Supplied material
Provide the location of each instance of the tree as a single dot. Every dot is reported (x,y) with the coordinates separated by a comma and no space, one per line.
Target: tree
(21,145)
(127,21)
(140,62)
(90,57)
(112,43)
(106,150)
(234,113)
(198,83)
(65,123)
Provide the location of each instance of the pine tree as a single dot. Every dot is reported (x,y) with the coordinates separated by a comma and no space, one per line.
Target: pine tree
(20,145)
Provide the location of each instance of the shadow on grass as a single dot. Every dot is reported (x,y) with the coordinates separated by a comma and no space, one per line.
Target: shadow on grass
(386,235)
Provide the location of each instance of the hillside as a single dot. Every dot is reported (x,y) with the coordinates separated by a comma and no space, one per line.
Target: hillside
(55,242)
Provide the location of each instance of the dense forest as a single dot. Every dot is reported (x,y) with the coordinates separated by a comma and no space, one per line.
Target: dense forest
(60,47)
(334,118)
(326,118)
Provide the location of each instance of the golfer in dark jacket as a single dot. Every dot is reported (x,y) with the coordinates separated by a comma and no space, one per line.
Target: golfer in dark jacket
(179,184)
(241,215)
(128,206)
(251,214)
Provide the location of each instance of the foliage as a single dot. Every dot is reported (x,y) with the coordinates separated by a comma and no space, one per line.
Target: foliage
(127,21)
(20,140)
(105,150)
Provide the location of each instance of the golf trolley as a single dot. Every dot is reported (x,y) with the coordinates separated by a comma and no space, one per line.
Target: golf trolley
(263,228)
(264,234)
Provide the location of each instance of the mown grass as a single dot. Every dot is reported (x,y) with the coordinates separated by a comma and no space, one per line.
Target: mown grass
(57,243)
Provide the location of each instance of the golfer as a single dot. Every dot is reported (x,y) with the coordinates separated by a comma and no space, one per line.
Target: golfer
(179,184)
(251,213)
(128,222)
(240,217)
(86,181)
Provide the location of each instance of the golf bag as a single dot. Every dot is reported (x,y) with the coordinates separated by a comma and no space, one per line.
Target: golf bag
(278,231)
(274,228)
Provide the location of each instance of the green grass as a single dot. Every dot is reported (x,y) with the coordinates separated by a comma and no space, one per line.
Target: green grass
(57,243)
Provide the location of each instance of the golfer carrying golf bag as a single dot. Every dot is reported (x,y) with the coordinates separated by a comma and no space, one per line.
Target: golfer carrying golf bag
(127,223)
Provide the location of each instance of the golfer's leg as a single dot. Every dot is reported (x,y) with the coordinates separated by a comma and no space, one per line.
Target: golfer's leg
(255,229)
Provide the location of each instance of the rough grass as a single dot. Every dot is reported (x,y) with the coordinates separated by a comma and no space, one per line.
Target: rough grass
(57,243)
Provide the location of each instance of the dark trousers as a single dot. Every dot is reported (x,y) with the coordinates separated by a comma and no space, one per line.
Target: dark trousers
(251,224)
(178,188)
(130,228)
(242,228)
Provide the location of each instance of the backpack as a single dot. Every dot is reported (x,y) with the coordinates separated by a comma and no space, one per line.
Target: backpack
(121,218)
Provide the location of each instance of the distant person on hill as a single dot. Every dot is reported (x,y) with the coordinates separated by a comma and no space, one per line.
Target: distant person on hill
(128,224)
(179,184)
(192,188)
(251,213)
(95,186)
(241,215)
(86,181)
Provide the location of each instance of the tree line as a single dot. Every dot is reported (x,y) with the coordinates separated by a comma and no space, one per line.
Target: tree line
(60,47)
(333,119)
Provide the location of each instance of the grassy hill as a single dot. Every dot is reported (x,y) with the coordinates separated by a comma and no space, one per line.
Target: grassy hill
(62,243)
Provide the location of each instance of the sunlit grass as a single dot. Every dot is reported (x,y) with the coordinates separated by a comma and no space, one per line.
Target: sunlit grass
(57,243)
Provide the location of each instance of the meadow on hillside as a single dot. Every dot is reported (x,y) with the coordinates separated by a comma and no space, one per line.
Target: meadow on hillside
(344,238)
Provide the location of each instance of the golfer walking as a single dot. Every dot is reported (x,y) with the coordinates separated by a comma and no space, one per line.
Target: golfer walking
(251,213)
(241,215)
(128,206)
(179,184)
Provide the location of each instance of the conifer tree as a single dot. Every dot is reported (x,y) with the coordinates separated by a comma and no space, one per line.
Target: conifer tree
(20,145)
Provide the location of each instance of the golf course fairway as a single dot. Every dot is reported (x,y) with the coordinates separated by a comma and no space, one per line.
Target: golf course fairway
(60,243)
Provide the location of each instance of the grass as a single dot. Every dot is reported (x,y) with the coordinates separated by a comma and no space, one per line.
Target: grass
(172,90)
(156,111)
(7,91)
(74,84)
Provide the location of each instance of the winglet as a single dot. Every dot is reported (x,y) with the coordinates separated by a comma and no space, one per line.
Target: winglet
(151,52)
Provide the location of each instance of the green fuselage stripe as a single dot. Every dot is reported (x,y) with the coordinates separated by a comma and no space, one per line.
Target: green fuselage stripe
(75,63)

Work order
Every entry must be output again exactly as it was given.

Exercise answer
Provide the location of each instance of the tree as a single dot. Every dot is reported (x,y) with the coordinates separated by a comma and no space, one per line.
Target: tree
(21,145)
(127,21)
(140,62)
(90,57)
(112,43)
(106,150)
(234,113)
(198,83)
(65,123)
Provide the location of each instance of the pine tree as a single dot. Every dot is reported (x,y) with the coordinates separated by a comma and no space, one per line.
Target: pine tree
(20,145)
Provide the location of each instance of the shadow on grass as a single dot. Every dot is reported (x,y) with the coordinates separated by a comma and no space, one per line.
Target: shadow on grass
(386,235)
Provide the location of each instance of the hillside as a single dot. Every dot is reported (x,y) with the coordinates separated by a comma and no space, one per line.
Target: hillside
(55,242)
Provide the location of each instance of the dense forest as a single dot. Every dot is reported (x,y) with the coordinates separated by a comma and no space, one per line.
Target: dense forest
(60,47)
(334,118)
(326,118)
Provide the location of each instance of the golfer in dark jacket as a single dot. Every dot is reported (x,y) with the coordinates separated by a comma and no space, one per line.
Target: golfer in dark jacket
(179,184)
(241,215)
(128,206)
(251,214)
Provide the location of each instance of the foliage as a single dot. Every dot is reported (x,y) with the coordinates separated by a comma and no space, one per line.
Target: foliage
(127,21)
(20,140)
(105,150)
Provide the location of each instance of the golf trolley as a single dot. Every dot is reported (x,y) with the coordinates separated by a comma and no space, one per line.
Target: golf trolley
(263,228)
(264,234)
Provide the location of each instance of the mown grass as a single dot. Every dot is reported (x,y) with the coordinates separated by a comma and no space, one per line.
Target: mown grass
(57,243)
Provide the location of each instance of the golfer as a single dot. Every dot is reported (x,y) with the coordinates separated by a comma and no space, one per line.
Target: golfer
(179,184)
(251,213)
(128,222)
(240,217)
(86,181)
Provide the location of each instance of the golf bag as a single dot. Every dot is reported (x,y) with the coordinates separated by a comma and no space, one per line.
Target: golf bag
(278,231)
(274,228)
Provide the location of each instance of the green grass as a single dot. Every dot is reported (x,y) with the coordinates separated by a comma and no space, one per line.
Target: green grass
(57,243)
Provide the location of each instance of the golfer carrying golf bag as a single dot. Every dot is reported (x,y) with the coordinates separated by a comma and no space, one per line.
Target: golfer carrying golf bag
(127,223)
Provide the location of each instance of the golfer's leg as a single dot. Every dot is reported (x,y) with the coordinates separated by a comma and no space, one per line.
Target: golfer's leg
(255,229)
Provide the location of each instance of the rough grass as a single dot. Every dot is reported (x,y) with the coordinates separated by a comma and no space, one per line.
Target: rough grass
(57,243)
Provide the location of each instance of the dark trousers as a single dot. Every dot is reported (x,y) with the coordinates separated by a comma and no space, one per line.
Target: dark trousers
(251,224)
(178,188)
(130,228)
(242,228)
Provide the location of each instance of the backpack as a single dot. Every dot is reported (x,y) with the coordinates separated by a comma and no space, one per line.
Target: backpack
(121,218)
Provide the location of each instance of the distant person on hill as a single dot. Every dot is reported (x,y) with the coordinates separated by a comma and no space, one per line.
Target: distant person on hill
(128,224)
(179,184)
(192,188)
(251,213)
(95,186)
(241,215)
(86,181)
Provide the location of each instance of the tree line as a single dot. Every dot is reported (x,y) with the coordinates separated by a comma and no space, one per line.
Target: tree line
(60,47)
(333,119)
Provide the location of each instance of the grassy hill as a single dot. Every dot is reported (x,y) with the coordinates separated by a comma and no space, one per line.
Target: grassy hill
(62,243)
Provide the location of each instance of the sunlit grass as a single dot. Every dot is reported (x,y) with the coordinates separated by a comma and no space, one per line.
Target: sunlit grass
(57,243)
Provide the location of each instance of the meadow on hillside as a single dot. Every dot is reported (x,y) with the coordinates separated by a comma and no space, one per line.
Target: meadow on hillside
(344,238)
Provide the location of each instance of the golfer walking as a single dot. Every dot is reported (x,y) with the coordinates separated by a comma and no space, one per line.
Target: golfer walking
(251,213)
(241,215)
(128,206)
(179,184)
Provide the location of each instance of the conifer tree as a single dot. Every dot is reported (x,y) with the coordinates separated by a comma and no space, one per line.
Target: conifer tree
(20,145)
Provide the location of each instance of the golf course fairway as a single dot. Every dot is reported (x,y) with the coordinates separated by a comma and no space, one per line.
Target: golf course fairway
(60,243)
Provide the location of each instance of the grass as a single dot. Every dot is reported (x,y) with the coordinates separated by a comma and no space, one per line.
Target: grass
(172,90)
(156,111)
(7,91)
(74,84)
Provide the location of each instance of the winglet as a single dot. Every dot is reported (x,y) with the coordinates separated by a comma and no space, one per line.
Target: winglet
(151,52)
Provide the location of each instance of the green fuselage stripe as a single dot. Every dot is reported (x,y) with the coordinates separated by a comma and no space, one per line.
Target: green fuselage stripe
(75,63)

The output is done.